DATA SECTION:
--- Begin ---
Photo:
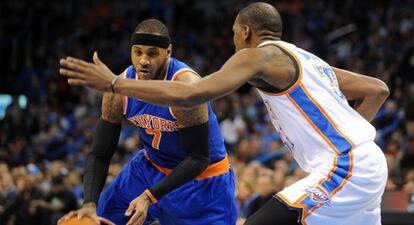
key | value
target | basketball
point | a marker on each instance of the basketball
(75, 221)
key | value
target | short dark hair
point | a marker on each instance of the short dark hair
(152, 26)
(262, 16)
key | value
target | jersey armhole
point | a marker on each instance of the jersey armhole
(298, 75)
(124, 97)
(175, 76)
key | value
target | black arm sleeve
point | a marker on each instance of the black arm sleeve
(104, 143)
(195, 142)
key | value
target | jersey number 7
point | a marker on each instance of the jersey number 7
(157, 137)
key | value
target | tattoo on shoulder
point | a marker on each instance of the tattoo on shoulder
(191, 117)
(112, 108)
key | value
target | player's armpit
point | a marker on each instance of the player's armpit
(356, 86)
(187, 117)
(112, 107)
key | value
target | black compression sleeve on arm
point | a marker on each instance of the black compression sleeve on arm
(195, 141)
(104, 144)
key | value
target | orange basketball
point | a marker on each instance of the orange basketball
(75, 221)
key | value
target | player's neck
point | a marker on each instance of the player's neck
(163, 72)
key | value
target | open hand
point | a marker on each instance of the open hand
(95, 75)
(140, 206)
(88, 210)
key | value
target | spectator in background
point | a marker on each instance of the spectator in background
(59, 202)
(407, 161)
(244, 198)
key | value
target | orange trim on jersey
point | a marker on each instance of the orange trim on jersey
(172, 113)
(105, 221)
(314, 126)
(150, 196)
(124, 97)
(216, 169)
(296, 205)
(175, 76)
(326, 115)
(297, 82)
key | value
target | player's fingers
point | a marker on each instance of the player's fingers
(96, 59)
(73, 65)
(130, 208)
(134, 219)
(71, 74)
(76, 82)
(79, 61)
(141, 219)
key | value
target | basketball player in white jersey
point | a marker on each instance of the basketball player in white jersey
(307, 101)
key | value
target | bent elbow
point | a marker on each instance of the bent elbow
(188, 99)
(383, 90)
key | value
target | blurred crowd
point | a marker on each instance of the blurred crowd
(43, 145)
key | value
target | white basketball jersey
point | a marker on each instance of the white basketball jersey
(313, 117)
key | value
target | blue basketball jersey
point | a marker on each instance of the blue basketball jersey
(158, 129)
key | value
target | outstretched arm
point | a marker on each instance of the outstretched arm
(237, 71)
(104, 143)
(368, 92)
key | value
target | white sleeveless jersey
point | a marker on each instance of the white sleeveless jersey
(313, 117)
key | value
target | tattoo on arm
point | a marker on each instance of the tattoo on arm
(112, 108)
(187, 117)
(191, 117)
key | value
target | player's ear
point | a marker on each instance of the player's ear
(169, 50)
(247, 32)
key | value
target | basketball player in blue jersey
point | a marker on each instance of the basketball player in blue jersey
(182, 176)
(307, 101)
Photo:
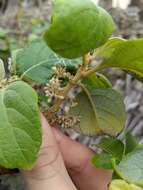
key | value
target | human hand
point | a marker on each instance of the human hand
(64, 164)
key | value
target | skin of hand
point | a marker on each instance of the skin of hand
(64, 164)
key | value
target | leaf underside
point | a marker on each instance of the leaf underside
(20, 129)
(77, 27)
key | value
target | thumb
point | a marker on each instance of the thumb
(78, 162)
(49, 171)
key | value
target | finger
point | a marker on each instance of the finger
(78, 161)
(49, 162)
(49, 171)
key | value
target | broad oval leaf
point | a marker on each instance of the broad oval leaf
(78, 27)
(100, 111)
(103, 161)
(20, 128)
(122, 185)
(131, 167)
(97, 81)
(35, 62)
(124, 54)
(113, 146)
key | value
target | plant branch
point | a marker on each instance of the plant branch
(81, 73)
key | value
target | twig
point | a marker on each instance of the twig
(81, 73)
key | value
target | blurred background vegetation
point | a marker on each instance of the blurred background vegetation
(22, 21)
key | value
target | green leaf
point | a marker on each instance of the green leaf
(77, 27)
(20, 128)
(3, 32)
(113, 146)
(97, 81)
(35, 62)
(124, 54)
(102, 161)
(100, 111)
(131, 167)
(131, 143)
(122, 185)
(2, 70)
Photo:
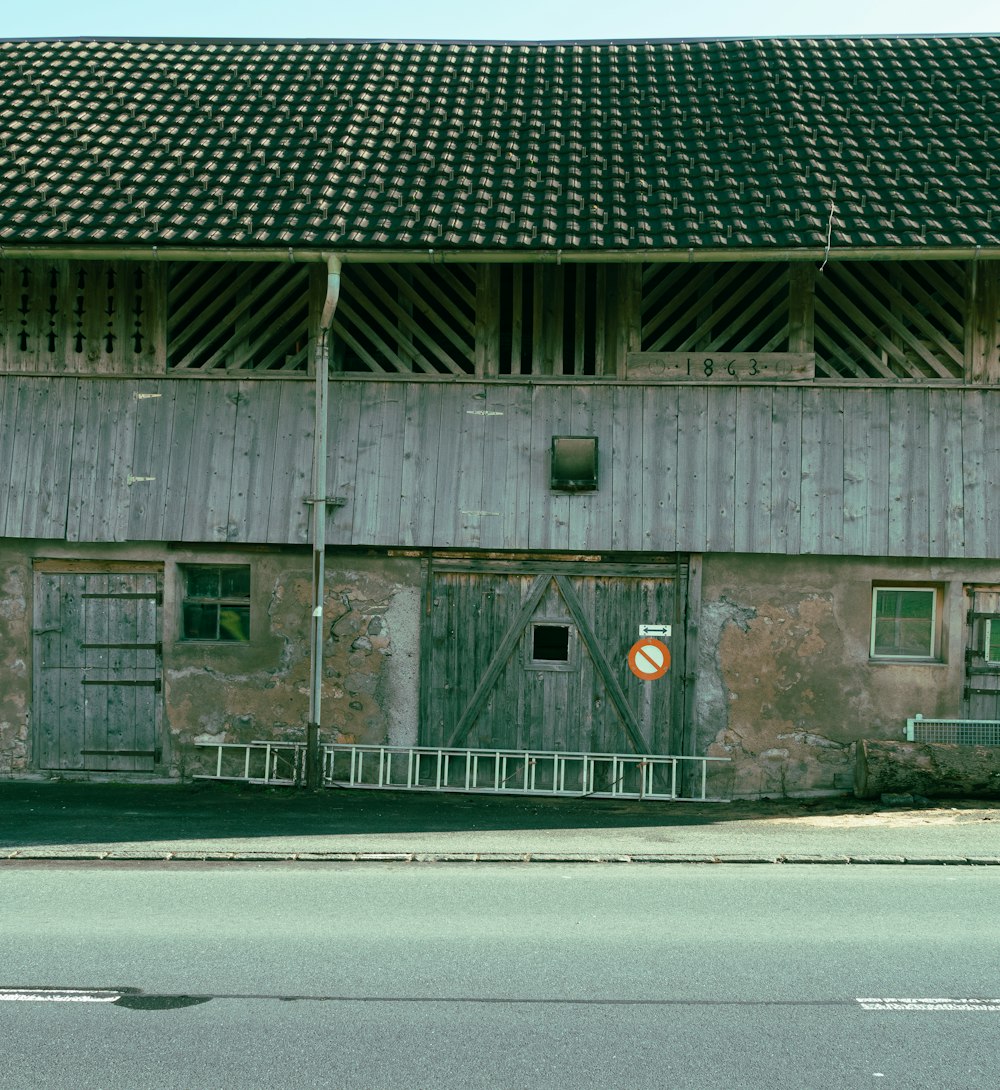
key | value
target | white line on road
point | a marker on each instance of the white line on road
--- End ---
TASK BRIEF:
Which lines in the data above contain the word "dark"? List each of them in full.

SOLUTION:
target | short dark hair
point | a marker on each instance of the short dark hair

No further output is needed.